▶ _Dataset items_:
-*-*-

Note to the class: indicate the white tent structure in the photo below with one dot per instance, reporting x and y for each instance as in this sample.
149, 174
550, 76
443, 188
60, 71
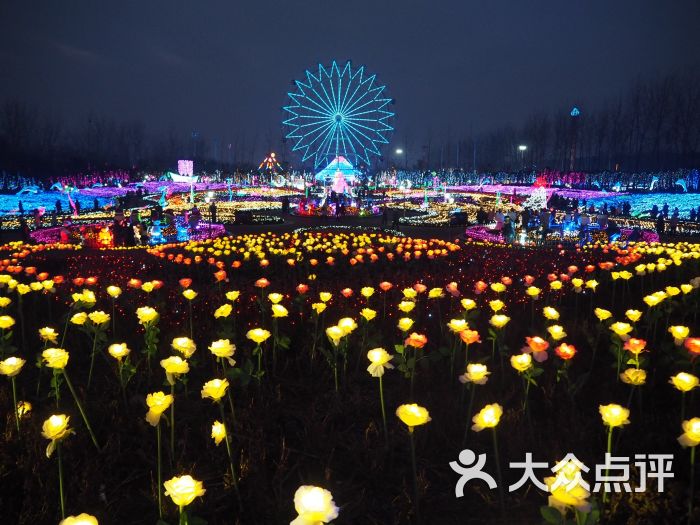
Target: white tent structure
338, 164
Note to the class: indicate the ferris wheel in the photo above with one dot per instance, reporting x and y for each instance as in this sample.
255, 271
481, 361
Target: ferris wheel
336, 111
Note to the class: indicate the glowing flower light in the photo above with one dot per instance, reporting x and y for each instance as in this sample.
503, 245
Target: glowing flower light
314, 505
183, 490
157, 403
379, 362
556, 332
614, 415
80, 519
476, 373
684, 382
55, 429
499, 320
413, 415
215, 389
184, 346
487, 417
679, 334
118, 351
218, 432
691, 433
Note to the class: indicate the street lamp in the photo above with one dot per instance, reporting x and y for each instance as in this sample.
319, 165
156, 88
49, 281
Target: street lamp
399, 152
522, 149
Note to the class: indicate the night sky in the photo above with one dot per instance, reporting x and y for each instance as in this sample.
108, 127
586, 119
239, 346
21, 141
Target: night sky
224, 68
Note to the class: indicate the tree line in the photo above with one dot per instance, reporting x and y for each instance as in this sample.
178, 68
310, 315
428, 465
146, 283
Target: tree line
654, 126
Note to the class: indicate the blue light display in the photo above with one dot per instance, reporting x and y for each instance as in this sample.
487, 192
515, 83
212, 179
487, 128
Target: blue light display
338, 111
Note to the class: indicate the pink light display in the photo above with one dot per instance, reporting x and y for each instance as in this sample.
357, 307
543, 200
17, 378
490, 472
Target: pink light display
185, 167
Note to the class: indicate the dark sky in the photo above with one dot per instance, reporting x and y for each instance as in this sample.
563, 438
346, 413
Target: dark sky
224, 67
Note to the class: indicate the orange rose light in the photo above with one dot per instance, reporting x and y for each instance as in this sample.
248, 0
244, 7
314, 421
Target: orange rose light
416, 340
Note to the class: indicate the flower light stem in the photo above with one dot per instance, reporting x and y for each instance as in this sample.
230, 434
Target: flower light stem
92, 358
416, 506
56, 385
692, 485
81, 409
469, 411
381, 401
189, 304
14, 399
160, 472
172, 423
498, 470
605, 492
114, 318
60, 480
234, 479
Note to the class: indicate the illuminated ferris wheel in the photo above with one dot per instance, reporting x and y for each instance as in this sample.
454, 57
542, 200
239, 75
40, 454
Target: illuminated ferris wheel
338, 111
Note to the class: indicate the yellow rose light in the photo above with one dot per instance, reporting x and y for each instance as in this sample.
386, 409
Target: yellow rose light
318, 308
223, 349
691, 433
146, 315
468, 304
56, 358
118, 351
476, 373
184, 346
183, 490
497, 305
279, 311
314, 506
435, 293
533, 291
189, 294
55, 429
413, 415
233, 295
223, 311
48, 335
679, 333
215, 389
457, 325
80, 519
405, 324
556, 332
406, 306
550, 313
379, 362
488, 417
633, 315
79, 319
174, 367
684, 382
621, 330
634, 376
258, 335
614, 415
11, 366
368, 314
566, 491
602, 314
499, 320
521, 362
157, 402
218, 432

-*-*-

▶ _EXERCISE DIRECTIONS_:
Ignore the images and quote every line of the listing exactly.

▶ _PROBLEM SOLUTION_:
Note to the class: indicate the white tent structure in the photo below with one dot per instance, reporting x and y for each instance as in this sample.
149, 174
550, 76
443, 188
60, 71
Target: white tent structure
338, 164
Note to the class: indicate the ferris wheel in the photo above with one dot per instance, reporting x and y for each instance as in this sample.
255, 271
481, 361
Target: ferris wheel
336, 111
Note to the class: indicate the glowing flower light in the photo above with one dot per instance, reporting x and y for each instance as in this sample.
503, 245
Target: glowing flower light
314, 505
183, 490
157, 403
379, 362
556, 332
614, 415
80, 519
476, 373
684, 382
55, 429
499, 320
413, 415
215, 389
184, 346
487, 417
679, 334
118, 351
218, 432
691, 433
Note to the class: indicate the street lamp in the photo above with one dot per instance, reporting x and y for each instance as in this sample.
319, 165
156, 88
49, 281
Target: street lamp
399, 152
522, 149
Note to the class: indicate the night sky in the photo above with one dot per instance, reporting x and y for each instance as in this sample.
108, 127
586, 119
239, 346
21, 141
Target: night sky
224, 68
Note to the class: indicate the tree line in the photo above with one dot per instance, reporting x and y for each instance as in this sample.
178, 68
310, 315
428, 465
146, 283
Target: tree line
654, 126
Note to the class: indicate the blue light display in the photo above with one dot per instance, reporting x and y for each instance as in this sample.
487, 192
515, 83
212, 179
487, 128
Target: blue light display
338, 111
Note to the class: indicate the pink light display in the photo above with one dot per instance, reporting x and y for each instance as in this sample.
357, 307
543, 200
17, 378
490, 472
Target: pink light display
185, 167
Note to the class: indicate the dark sky in the photo above with one dot per instance, reporting x and y for each instance as in this sample.
563, 438
346, 413
Target: dark sky
224, 67
Note to the class: indicate the orange rose light in the photo above with one dot per instance, reporting x and y for each instance as in this sample.
248, 0
244, 7
314, 421
Target: orange rose light
416, 340
Note to the class: indicate the flower light stem in the photo above with one dot per instance, reporting x and y for each instance as in this sample.
230, 434
Target: flower light stem
92, 358
416, 506
56, 385
692, 485
81, 409
469, 411
381, 401
189, 304
14, 399
160, 472
172, 423
498, 470
605, 492
114, 318
60, 480
234, 479
Note to the class: indicate the illuminated ferris wheel in the photo above with one dot per instance, reporting x and y for each instance as in this sample.
454, 57
542, 200
239, 75
40, 454
Target: illuminated ferris wheel
338, 111
Note to the class: indicate the yellow rose light in the photo above with one dot per instance, reporting x and y for each instance as in this sample.
386, 409
Target: yellow rose light
318, 308
223, 349
691, 433
146, 315
468, 304
56, 358
118, 351
476, 373
184, 346
183, 490
497, 305
279, 311
314, 506
435, 293
533, 291
189, 294
55, 429
413, 415
233, 295
223, 311
48, 335
679, 333
215, 389
457, 325
80, 519
405, 324
556, 332
406, 306
550, 313
379, 362
488, 417
633, 315
79, 319
174, 367
684, 382
621, 330
634, 376
258, 335
614, 415
11, 366
368, 314
566, 491
602, 314
499, 320
521, 362
157, 402
218, 432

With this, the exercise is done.